Por Ana Peláez Narváez, secretaria general del Foro Europeo de la Discapacidad
Han pasado cuatro décadas desde la adhesión de España a la Unión Europea. Cuarenta años de historia compartida en los que nuestro país ha contribuido a construir una Europa más humana, más consciente de sus vulnerabilidades y más solidaria. También cuarenta años en los que las personas con discapacidad hemos encontrado en el proyecto europeo un espacio de esperanza y de lucha, aunque no siempre de cumplimiento efectivo de los derechos que nos reconoce el derecho internacional.
El movimiento social europeo de la discapacidad nació, en buena parte, gracias al impulso de la propia Comisión Europea. En 1995 se puso en marcha el programa Helios II, que promovió la creación de consejos nacionales de representación de las personas con discapacidad en los Estados miembros de la Unión Europea. De aquel esfuerzo nació una red viva de organizaciones —entre ellas, el CERMI en España— que ha hecho posible que hoy tengamos una voz estructurada y reconocida ante las instituciones europeas.
Aquel paso fue decisivo. Permitió que las personas con discapacidad, por primera vez, habláramos por nosotras mismas Me gusta recordar, con reconocimiento y gratitud, los nombres de quienes abrieron ese camino desde España: Alberto Arbide, primer presidente del CERMI y arquitecto de la representación social europea; Miguel Ángel Cabra de Luna, referente de Fundación ONCE en la incorporación de la discapacidad a las políticas comunitarias; y Stefan Tromel, quien también desde esta entidad, contribuyó a consolidar el Foro Europeo de la Discapacidad (EDF), entre otras personas.
.....
-- Tareas --
a - ¿Concuerdan con el texto sobre la discapacidad en Europa estas afirmaciones? (i) El programa Helios II se puso en marcha en 1995. (ii) Alberto Arbide fue el primer presidente del CERMI. (iii) El movimiento social europeo de la discapacidad nació gracias al impulso del Parlamento Europeo. Responda sí o no a cada una y cite literalmente las palabras del texto que lo deciden.
b - Continúe el texto sobre la discapacidad en Europa desde el punto en que se detiene.
Los registros no intervienen en esto.
.....
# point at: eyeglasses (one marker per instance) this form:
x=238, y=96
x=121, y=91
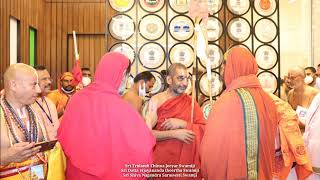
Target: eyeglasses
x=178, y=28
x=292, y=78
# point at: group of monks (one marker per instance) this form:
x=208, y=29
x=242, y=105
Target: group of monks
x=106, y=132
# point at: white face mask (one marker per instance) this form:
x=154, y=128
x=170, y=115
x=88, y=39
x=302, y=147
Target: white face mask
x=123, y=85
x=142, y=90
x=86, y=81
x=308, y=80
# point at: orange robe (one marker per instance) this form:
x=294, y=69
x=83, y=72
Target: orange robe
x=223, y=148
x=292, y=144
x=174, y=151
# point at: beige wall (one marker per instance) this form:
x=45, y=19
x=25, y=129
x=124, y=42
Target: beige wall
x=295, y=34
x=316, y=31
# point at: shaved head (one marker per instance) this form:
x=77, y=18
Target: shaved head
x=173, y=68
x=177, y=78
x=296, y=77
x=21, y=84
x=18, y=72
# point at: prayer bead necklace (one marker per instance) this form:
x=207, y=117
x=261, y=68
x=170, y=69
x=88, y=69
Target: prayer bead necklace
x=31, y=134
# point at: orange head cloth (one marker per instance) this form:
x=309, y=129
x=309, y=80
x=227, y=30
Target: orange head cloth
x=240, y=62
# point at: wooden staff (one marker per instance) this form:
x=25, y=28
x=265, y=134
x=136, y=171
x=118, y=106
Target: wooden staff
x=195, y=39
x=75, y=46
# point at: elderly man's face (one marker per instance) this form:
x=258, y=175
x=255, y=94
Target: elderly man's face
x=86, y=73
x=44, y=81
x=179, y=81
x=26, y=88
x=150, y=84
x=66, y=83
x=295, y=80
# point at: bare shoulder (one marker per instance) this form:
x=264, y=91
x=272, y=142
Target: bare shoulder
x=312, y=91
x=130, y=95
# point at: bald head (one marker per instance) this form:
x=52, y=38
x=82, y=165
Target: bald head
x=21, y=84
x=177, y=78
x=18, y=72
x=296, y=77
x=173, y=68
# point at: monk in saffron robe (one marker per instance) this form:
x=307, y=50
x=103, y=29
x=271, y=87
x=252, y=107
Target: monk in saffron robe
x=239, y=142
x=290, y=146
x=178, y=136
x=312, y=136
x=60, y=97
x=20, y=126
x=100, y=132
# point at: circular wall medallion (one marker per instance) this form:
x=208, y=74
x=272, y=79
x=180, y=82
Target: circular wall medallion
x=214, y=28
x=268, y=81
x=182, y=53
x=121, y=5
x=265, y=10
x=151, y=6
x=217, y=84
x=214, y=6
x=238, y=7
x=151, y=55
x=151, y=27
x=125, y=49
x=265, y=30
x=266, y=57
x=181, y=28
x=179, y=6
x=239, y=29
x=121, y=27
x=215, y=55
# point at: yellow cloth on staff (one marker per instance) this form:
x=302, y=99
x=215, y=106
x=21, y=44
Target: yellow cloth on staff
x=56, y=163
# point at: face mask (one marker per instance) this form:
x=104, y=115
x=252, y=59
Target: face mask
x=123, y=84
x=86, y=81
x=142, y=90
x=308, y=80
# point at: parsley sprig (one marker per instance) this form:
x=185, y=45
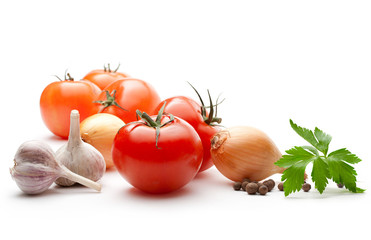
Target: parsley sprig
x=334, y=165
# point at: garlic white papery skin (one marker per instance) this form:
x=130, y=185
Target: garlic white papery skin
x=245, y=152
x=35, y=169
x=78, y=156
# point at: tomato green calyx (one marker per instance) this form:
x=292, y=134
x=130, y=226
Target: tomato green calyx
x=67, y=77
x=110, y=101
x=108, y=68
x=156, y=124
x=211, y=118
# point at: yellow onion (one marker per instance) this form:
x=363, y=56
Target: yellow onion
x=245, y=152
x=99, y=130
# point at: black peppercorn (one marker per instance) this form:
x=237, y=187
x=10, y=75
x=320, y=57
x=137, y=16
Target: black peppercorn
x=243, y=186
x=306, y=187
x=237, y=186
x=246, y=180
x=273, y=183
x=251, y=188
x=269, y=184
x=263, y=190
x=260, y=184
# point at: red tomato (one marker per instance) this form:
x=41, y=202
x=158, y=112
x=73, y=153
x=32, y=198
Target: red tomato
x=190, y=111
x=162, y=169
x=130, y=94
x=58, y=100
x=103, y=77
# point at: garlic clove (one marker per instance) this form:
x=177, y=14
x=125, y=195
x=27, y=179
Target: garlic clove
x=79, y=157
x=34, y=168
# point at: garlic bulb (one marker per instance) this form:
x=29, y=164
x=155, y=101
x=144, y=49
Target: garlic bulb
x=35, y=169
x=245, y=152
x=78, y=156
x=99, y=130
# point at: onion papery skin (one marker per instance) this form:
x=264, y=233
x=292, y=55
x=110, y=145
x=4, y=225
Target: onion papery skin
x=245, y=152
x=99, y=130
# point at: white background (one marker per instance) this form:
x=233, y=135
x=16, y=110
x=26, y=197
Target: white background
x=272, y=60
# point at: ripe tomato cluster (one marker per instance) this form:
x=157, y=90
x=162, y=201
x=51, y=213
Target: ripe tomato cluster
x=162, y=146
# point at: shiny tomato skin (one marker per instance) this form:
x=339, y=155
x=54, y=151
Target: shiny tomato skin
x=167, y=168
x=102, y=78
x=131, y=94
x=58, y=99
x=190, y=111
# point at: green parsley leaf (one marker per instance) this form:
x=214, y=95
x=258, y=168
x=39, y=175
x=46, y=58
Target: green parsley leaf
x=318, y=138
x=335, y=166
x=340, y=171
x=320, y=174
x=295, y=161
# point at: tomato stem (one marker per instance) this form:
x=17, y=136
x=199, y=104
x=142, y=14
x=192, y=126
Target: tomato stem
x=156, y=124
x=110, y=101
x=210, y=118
.....
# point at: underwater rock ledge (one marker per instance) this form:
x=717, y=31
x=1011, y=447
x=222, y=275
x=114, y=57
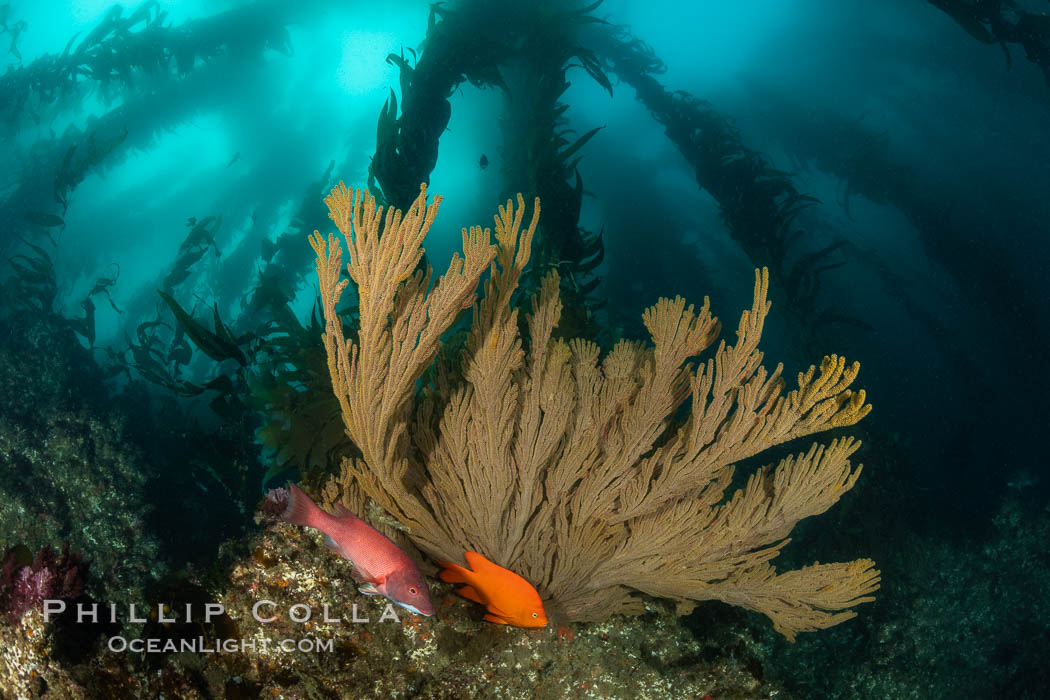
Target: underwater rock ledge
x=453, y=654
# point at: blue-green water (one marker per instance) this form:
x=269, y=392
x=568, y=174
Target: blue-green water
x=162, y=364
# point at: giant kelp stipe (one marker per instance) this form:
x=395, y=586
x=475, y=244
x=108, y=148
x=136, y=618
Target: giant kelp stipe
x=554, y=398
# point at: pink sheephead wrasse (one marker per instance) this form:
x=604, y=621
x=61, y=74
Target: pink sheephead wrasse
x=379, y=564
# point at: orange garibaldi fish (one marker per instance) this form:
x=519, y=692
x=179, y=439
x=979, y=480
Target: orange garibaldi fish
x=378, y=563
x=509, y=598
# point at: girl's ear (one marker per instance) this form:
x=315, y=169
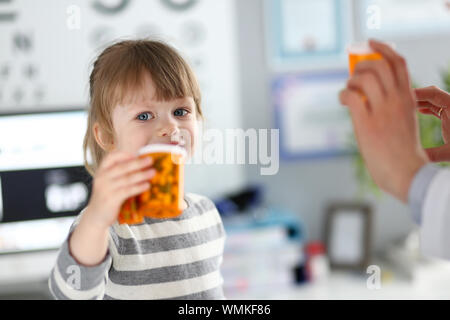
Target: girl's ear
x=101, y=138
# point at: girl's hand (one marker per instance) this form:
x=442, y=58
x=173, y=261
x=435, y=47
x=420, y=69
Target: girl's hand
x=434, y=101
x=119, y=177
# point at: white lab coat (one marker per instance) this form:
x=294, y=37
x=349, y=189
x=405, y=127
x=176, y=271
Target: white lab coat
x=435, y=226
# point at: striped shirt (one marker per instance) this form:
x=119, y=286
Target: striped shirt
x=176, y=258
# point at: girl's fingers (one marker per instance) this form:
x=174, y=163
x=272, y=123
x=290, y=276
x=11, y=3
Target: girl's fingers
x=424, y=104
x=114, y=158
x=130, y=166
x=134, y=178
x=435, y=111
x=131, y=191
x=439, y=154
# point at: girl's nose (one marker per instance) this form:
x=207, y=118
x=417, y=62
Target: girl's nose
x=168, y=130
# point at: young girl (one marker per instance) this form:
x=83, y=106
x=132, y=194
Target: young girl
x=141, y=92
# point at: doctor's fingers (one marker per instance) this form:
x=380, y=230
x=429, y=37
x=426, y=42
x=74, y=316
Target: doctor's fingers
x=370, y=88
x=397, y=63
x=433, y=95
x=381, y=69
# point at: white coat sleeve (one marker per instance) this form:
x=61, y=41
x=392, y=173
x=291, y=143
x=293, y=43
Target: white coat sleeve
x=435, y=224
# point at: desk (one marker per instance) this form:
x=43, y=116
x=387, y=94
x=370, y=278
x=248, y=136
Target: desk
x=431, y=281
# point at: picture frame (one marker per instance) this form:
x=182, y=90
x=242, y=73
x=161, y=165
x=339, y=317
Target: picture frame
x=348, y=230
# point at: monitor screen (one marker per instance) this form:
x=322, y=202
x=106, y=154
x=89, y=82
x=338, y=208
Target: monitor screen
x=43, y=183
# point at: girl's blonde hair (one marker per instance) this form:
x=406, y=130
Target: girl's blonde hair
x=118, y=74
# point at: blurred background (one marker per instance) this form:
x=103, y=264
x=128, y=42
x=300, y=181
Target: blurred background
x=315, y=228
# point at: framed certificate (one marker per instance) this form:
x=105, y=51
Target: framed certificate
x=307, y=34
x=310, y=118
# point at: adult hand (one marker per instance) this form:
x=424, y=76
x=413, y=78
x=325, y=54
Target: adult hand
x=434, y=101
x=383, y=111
.....
-- Respuestas por tarea --
a -
(i) Sí: «En 1995 se puso en marcha el programa Helios II».
(ii) Sí: «Alberto Arbide, primer presidente del CERMI».
(iii) No: «nació, en buena parte, gracias al impulso de la propia Comisión Europea».

b -
Sin ese legado, Europa no sería lo que es hoy. Pero precisamente por eso, debemos ser exigentes: los avances no son irreversibles.
La Convención de la ONU sobre los derechos de las personas con discapacidad
La ratificación por parte de la Unión Europea, en 2010, de la Convención sobre los Derechos de las Personas con Discapacidad fue un momento histórico. Europa se convirtió así en la primera organización regional del mundo en comprometerse jurídicamente con un tratado internacional de derechos humanos. Fue, y sigue siendo, un motivo de orgullo y de esperanza para mucha gente.
Sin embargo, debo decirlo con claridad: ese estándar de derechos no se ha traducido en la legislación europea. Las normas, directivas y estrategias sobre discapacidad han sido importantes —como el Acta Europea de Accesibilidad o la Tarjeta Europea de Discapacidad—, pero siguen presentando limitaciones graves y un enfoque demasiado parcial.
Europa necesita dar un paso más. No basta con reconocer derechos: hay que garantizar su ejercicio efectivo. Y en ese esfuerzo, las mujeres y niñas con discapacidad deben ocupar el centro de la acción política.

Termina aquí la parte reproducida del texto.